__Direction a__
From the merger agreement excerpt below, list every term that is defined by a quoted name inside parentheses.

__Source document__
━━━

Section 1.4 Closing. The closing of the Merger (the "Closing") shall take
place at 10:00 a.m. on a date to be specified by the parties, which shall be no
later than the second Business Day after satisfaction or waiver of all of the
conditions set forth in Article 6 hereof (the "Closing Date"), at the corporate
offices of the Company, unless another date or place is agreed to in writing by
the parties hereto.
Section 1.5 Directors and Officers of the Surviving Corporation. The
directors of the Purchaser and the officers of the Company at the Effective Time
shall, from and after the Effective Time, be the directors and officers,
respectively, of the Surviving Corporation until their successors shall have
been duly elected or appointed or qualified or until their earlier death,
resignation or removal in accordance with applicable law, the Charter and the
Bylaws.
ARTICLE 2
CONVERSION OF SECURITIES
Section 2.1 Conversion of Capital Stock. As of the Effective Time, by
virtue of the Merger and without any action on the part of the holders of any
shares of the Company Common Stock (the "Shares") or holders of any shares of
the Purchaser Common Stock:
(a) Purchaser Common Stock. Each issued and outstanding share of the
Purchaser Common Stock shall be converted into and become one fully paid
and nonassessable share of common stock of the Surviving Corporation.

━━━

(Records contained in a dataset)
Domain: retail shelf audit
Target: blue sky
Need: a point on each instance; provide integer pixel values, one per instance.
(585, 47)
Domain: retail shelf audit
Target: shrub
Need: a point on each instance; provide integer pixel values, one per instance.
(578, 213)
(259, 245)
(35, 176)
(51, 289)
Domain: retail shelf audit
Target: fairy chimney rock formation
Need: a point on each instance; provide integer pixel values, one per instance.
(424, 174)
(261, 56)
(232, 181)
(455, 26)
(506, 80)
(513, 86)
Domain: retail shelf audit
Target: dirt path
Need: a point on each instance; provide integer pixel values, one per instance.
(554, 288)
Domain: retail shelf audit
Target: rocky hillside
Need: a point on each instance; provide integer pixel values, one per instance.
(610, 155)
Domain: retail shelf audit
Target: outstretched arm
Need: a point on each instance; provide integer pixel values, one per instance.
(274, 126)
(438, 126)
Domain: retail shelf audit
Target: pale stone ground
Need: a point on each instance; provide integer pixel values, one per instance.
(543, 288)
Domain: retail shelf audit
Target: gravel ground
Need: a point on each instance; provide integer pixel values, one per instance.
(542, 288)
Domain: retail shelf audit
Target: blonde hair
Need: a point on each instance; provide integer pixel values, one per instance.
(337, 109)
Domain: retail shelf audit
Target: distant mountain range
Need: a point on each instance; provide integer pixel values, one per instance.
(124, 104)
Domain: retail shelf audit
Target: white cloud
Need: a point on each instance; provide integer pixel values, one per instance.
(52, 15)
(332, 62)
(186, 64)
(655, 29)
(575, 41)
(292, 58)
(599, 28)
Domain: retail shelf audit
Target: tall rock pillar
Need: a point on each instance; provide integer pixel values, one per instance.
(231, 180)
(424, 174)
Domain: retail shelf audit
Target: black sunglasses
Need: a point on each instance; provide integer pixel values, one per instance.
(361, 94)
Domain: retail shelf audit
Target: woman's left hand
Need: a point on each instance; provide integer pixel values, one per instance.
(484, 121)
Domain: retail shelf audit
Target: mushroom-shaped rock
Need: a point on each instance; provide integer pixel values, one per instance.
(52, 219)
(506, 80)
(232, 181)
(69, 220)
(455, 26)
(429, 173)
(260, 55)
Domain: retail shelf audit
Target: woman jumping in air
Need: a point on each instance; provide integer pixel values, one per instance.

━━━

__Direction b__
Show each line of the records that contains the string "ground", treating uppercase and lowercase as different.

__Written solution a__
Closing
Closing Date
Shares

__Written solution b__
Target: pale stone ground
Target: gravel ground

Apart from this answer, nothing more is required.